▶ **Excerpt**
Background information
- Also known as: Kıraç
- Born: Ali Tufan Kıraç 17 June 1972 (age 54) Göksun, Kahramanmaraş, Turkey
- Genres: Anatolian rock Heavy Metal Hard rock
- Occupations: Singer-songwriter, musician
- Instruments: Vocals, guitar, electric guitar, cura, bağlama
- Years active: 1998–present
- Label: TMC
- Website: kirac.net

= Kıraç (singer) =

Ali Tufan Kıraç (born 17 June 1972) is a Turkish anatolian rock and heavy metal musician.

As a son of a teacher, he began his elementary studies in his birthplace of Göksun. He completed his primary and secondary education in Hasköy, Istanbul. After he completed his high school education, he joined Marmara University, Atatürk Faculty of Music Education.

Namık Nağdaliyev, the guitarist in Kıraç's backing band, is well known for his work with the pioneering Azerbaijani hard rock band Yukhu in the 1990s.

▶ **Recorded information**
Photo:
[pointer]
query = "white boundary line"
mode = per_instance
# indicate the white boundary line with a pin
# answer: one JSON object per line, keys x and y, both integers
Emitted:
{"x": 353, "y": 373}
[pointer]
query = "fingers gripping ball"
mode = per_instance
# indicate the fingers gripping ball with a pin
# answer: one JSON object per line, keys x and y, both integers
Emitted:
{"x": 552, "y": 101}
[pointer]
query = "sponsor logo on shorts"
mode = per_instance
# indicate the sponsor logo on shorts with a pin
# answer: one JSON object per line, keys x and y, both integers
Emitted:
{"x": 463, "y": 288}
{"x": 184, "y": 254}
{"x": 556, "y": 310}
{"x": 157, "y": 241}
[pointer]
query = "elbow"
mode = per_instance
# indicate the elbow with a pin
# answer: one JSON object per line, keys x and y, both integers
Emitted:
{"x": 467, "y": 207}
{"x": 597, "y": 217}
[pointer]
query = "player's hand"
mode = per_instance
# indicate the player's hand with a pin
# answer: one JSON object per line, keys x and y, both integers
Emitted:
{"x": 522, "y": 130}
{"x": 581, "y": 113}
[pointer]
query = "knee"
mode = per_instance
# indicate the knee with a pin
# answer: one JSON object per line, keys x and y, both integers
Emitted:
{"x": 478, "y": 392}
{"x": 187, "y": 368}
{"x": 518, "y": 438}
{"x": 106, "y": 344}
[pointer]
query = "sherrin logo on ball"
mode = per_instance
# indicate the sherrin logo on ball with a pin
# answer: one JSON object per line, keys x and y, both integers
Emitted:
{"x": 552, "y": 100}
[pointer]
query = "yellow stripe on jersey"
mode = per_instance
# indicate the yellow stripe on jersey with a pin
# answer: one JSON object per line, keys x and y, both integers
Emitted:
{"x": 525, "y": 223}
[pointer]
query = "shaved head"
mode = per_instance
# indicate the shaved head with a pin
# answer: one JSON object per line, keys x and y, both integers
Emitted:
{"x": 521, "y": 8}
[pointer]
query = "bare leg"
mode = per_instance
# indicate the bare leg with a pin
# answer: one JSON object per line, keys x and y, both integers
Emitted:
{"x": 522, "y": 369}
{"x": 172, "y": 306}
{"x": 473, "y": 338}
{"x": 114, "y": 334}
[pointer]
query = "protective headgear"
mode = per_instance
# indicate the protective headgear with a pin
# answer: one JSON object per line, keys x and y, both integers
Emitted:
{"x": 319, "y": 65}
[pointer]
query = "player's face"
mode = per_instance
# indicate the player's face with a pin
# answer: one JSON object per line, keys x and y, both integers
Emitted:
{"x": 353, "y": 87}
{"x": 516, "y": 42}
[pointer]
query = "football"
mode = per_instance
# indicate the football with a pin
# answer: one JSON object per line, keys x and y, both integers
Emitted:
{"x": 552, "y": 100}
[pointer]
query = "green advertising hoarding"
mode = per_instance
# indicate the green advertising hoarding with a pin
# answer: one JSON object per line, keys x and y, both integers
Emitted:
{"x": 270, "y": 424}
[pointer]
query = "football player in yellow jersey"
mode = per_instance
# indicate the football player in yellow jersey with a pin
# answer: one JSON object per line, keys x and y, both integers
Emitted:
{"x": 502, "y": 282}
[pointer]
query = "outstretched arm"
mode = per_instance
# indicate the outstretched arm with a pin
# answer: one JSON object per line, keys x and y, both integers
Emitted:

▶ **What you need to do**
**A.** In the text about the singer Kıraç, which university did he join after high school?
**B.** Please carry on the text about the singer Kıraç, starting after its final sentence.
The records are separate material and have no connection to the text about the singer Kıraç.

▶ **Answers by task**
**A.** Marmara University, Atatürk Faculty of Music Education.

**B.**
== Discography ==
===Albums===
- 1998: Deli Düş
- 2000: Bir Garip Aşk Bestesi
- 2001: Sevgiliye
- 2001: Zaman
- 2003: Kayıp Şehir
- 2007: Benim Yolum
- 2008: Kıraç Toprağın Türküleri
- 2009: Garbiyeli
- 2009: Rock Dünyasından Sesleniş
- 2009: Yolcu
- 2011: Derindekiler
- 2014: Çık Hayatımdan

===Singles===
- 2008: Haydi Haydi
- 2010: Show Zamanı
- 2011: Dön Artık
- 2013: Beddua
- 2016: Yolun Sonu
- 2016: Senden Sonra
- 2017: Kerkük Zindanı
- 2018: Benim Halkım
- 2020: Hayat
- 2021: Vatan Marşı
- 2021: Gel Sevdiğim
- 2021: Melekler Ağlar
- 2021: Aşk Yasak mı?
- 2021: Çemberimde Gül Oya (with Bertuğ Cemil and Su Soley)
- 2021: Haydi

===Compilations===
- 2019: Beni Ben Yapan Şarkılar

== Personal life ==
Kıraç married actor Ayşe Şule Bilgiç in 2008. The couple had two children, named Elif Iraz and Çağrı Manas.

== Soundtracks of TV series ==
Kıraç has prepared the soundtracks of a number of TV series, including Zerda, Aliye, Unutulmaz, Binbir Gece and Beyaz Gelincik, Bir İstanbul Masalı and Kaçak.